Task instructions
Would you transcribe each entry precisely as it stands, setting aside any images?

Data provided
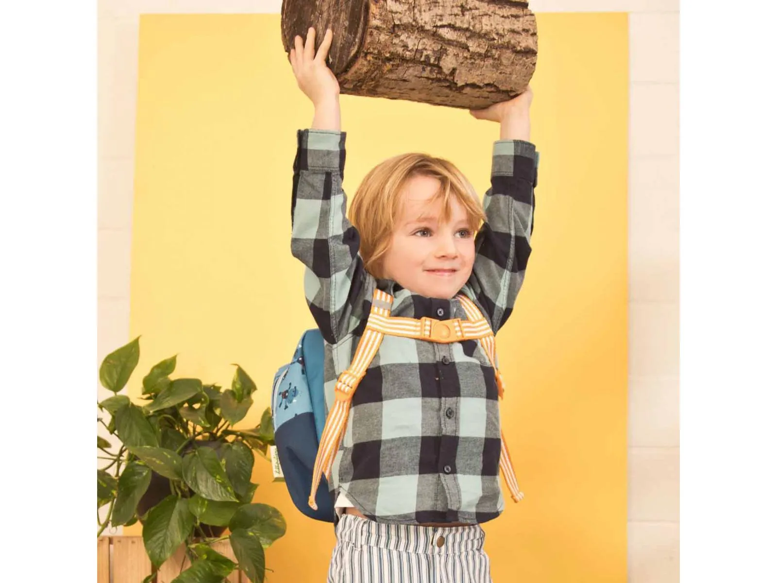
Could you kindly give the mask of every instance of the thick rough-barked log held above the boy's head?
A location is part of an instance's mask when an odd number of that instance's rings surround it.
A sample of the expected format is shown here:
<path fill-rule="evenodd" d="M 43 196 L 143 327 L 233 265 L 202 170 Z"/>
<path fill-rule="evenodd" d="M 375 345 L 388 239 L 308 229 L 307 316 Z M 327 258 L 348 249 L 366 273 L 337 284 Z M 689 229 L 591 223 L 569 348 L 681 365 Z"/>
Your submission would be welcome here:
<path fill-rule="evenodd" d="M 331 28 L 340 93 L 481 109 L 523 93 L 537 21 L 521 0 L 283 0 L 284 50 Z"/>

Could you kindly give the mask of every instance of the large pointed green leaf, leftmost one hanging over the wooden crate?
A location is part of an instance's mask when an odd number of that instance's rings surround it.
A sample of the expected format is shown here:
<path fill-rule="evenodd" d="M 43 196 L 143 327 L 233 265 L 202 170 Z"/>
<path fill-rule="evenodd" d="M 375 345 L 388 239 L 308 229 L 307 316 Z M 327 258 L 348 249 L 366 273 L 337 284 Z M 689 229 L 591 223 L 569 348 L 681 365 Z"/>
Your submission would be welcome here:
<path fill-rule="evenodd" d="M 186 540 L 195 522 L 189 501 L 170 494 L 148 511 L 143 525 L 143 543 L 148 558 L 159 567 Z"/>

Answer for the task
Could you kindly give the mask of every instance of the thick rough-barked log held above the boy's head?
A location is part of an instance's mask when an odd number of that instance's rings surround it.
A sample of the expected format is shown here:
<path fill-rule="evenodd" d="M 43 196 L 143 327 L 233 265 L 202 170 Z"/>
<path fill-rule="evenodd" d="M 375 345 L 388 239 L 308 229 L 307 316 Z M 327 258 L 348 249 L 366 273 L 337 284 Z M 689 229 L 591 223 L 569 348 L 681 365 Z"/>
Your submission would be welcome here:
<path fill-rule="evenodd" d="M 331 28 L 340 93 L 481 109 L 523 93 L 537 21 L 521 0 L 283 0 L 284 50 Z"/>

Could you kindly give the mask of every instance of the large pointed green leaf, leftmost one hanging over the wooden crate?
A location is part of an instance's mask when an odd number of that instance's rings surround it.
A sample of the expected format is shown here:
<path fill-rule="evenodd" d="M 43 196 L 143 327 L 233 265 L 202 170 Z"/>
<path fill-rule="evenodd" d="M 375 345 L 388 239 L 308 229 L 307 316 Z M 327 258 L 348 249 L 366 273 L 337 284 Z M 689 229 L 591 223 L 569 348 L 681 365 Z"/>
Your submission would be welcome here:
<path fill-rule="evenodd" d="M 186 540 L 195 522 L 189 501 L 170 494 L 148 511 L 143 525 L 143 543 L 148 558 L 159 567 Z"/>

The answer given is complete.